__Written problem__.
Locate every line in the data below that contains the word "grass", and copy each of those lines.

Box annotations for photos
%%

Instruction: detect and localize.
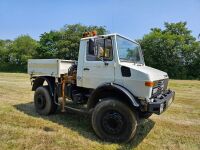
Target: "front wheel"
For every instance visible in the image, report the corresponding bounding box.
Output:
[34,86,57,115]
[92,98,137,142]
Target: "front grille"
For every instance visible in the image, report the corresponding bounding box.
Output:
[152,79,169,97]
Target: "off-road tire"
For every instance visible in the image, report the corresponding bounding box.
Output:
[34,86,57,115]
[92,98,137,142]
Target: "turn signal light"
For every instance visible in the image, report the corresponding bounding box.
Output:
[145,81,154,87]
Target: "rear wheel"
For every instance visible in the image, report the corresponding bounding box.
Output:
[34,86,57,115]
[92,98,137,142]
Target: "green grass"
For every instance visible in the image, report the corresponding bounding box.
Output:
[0,73,200,150]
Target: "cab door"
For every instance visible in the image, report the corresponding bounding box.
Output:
[82,37,115,89]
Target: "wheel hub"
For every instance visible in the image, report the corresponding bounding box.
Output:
[102,112,124,134]
[36,95,46,109]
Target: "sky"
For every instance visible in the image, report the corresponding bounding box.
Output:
[0,0,200,40]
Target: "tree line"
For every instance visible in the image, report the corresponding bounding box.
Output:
[0,22,200,79]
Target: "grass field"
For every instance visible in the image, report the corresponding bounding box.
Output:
[0,73,200,150]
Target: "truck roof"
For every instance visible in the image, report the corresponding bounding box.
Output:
[81,33,139,44]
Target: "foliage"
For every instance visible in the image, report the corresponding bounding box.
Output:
[37,24,107,60]
[139,22,200,79]
[0,22,200,79]
[0,35,38,72]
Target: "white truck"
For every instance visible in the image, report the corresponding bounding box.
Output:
[28,34,175,142]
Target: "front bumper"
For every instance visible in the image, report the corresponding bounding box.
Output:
[147,90,175,115]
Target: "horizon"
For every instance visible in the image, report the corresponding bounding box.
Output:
[0,0,200,40]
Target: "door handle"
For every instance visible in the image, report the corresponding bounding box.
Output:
[83,68,90,70]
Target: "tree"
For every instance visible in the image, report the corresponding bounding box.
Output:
[9,35,38,65]
[139,22,200,79]
[37,24,107,60]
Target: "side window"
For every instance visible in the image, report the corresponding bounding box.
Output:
[86,38,113,61]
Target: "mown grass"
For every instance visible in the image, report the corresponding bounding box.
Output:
[0,73,200,150]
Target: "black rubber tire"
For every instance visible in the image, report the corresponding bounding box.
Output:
[34,86,57,115]
[92,98,137,142]
[139,112,153,119]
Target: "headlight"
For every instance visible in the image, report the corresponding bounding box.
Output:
[152,87,158,94]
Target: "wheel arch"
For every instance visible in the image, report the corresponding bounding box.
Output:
[87,83,140,109]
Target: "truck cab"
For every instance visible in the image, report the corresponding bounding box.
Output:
[28,34,175,142]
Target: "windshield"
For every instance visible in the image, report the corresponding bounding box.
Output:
[117,36,144,63]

%%

__Result__.
Target: "green grass"
Target: "grass field"
Target: "mown grass"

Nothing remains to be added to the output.